▶ **Instructions to follow**
Print every entry below again exactly as written, skipping the pictures.

─── Exercise data ───

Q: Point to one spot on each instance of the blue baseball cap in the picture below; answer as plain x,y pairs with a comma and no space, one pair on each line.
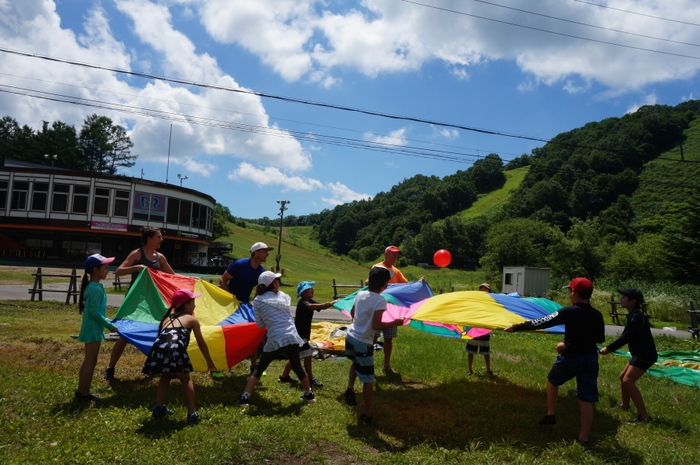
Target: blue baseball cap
304,285
96,260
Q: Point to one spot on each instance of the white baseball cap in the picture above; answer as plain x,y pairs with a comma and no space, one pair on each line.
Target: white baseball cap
260,246
268,277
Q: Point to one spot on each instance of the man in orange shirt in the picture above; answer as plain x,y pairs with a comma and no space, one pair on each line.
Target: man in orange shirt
391,254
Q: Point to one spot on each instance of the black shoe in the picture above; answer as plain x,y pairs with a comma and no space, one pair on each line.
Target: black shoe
350,397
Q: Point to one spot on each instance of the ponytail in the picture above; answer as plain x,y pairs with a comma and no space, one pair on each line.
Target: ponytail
81,299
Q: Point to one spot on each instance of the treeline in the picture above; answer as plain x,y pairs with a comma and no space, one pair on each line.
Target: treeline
576,211
99,147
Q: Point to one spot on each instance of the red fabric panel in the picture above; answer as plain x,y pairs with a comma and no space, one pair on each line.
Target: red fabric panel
168,283
241,340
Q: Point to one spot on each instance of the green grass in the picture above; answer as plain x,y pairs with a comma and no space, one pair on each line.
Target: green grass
488,203
433,414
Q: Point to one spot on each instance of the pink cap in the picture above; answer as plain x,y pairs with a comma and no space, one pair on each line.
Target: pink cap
181,296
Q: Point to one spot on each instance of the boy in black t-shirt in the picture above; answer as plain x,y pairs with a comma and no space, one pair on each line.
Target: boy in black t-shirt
302,320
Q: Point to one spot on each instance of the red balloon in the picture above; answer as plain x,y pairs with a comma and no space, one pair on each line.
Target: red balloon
442,258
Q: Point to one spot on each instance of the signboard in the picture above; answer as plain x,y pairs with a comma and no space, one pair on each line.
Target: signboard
121,227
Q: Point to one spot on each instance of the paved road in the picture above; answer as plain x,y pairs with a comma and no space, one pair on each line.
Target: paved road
20,292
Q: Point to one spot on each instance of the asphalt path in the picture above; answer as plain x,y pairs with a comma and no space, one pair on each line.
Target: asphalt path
21,292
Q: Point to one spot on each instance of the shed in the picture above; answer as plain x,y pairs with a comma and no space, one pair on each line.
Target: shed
525,280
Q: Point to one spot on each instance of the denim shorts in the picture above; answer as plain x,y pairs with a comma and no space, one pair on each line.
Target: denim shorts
582,367
362,356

───

▶ **Reply**
Q: Point to one spot on each instance of the blue baseball cap in the picture below; answer as plain x,y pairs with a comma and no space, one pair on each line.
Target: blue baseball cap
304,285
96,260
Q: Point to one spot on each instance of the white baseball cap in the picture above; answer as plain x,y pairs with a comma and no space, one pair on each line.
Target: white baseball cap
260,246
268,277
Q: Point to one spot on each instance of the man in orange shirt in the picture above; answer as plain x,y pairs with a comma and no space, one pair on each line.
Target: man in orange shirt
391,254
Q: Point to one spot on each instance of the black shoe in the picture above; answer as plain x,y pairs with a comma and no space, one pair on each line.
Target: black shoe
350,397
Q: Point to one spot on each instance of the ponytail in the picture above; answer as plain x,y pairs with a comma and no space, one pair on each line.
Target: ponytail
81,299
Q: Point to one spot on each instance of the treeline in the picture above; answer as plain x,y pairs with a comma and no space, one pair on each line.
Target: treeline
576,211
99,147
Q: Point to one spot on each instance of the red fabric panel in the picture above; answer as plain x,y pairs with a comma and no space, one pair on each line.
Target: red fabric panel
168,283
241,340
Q: Point to one spot on each instance of the green grass in the picture above; answer as plain x,y pairs with a comma and no space, one pair on each line.
Target: green grass
488,203
433,414
Q: Point to one spot on each instance of the pink cap in the picture above; answer as plain x,y pairs with a comma and no space, one pair on each line.
Target: pink cap
181,296
Q: Point to one spot on each instance of the boy in black t-shirt in the picture above; answer as plain x,y pairs with a comma and no space, one pair on each line.
Target: boy in black t-shirt
302,320
Q: Point to one spot on each instance of the red balloon in the picture above; answer as plain x,y pairs with a comma and no space, one pair on each line.
Target: red balloon
442,258
Q: Point to one spot on each instance of the signboard in the picture above; answer as plain x,y pairs with a comma and no space, one pair on each line.
Target: signboard
121,227
Q: Point to one spot on each instance of the paved road in the picture above; answer as plain x,y pairs with a comma and no space, one pair on each line.
Target: paved road
20,292
Q: Point to one spot on each instance of the asphalt path in the picture above; answer as plain x,y pairs with a comma and no space, one pair on each line.
Target: asphalt path
21,292
Q: Point to one spot on each instance of the shed in the picture above; answer as plain x,y pairs with a comma and no space, one pair on each line.
Target: shed
525,280
Q: Point to one spot on each instance of the denim shorts in the picture above; answer as plain x,y pairs with a comma and no space, one pair on each line.
Target: denim shorts
582,367
362,356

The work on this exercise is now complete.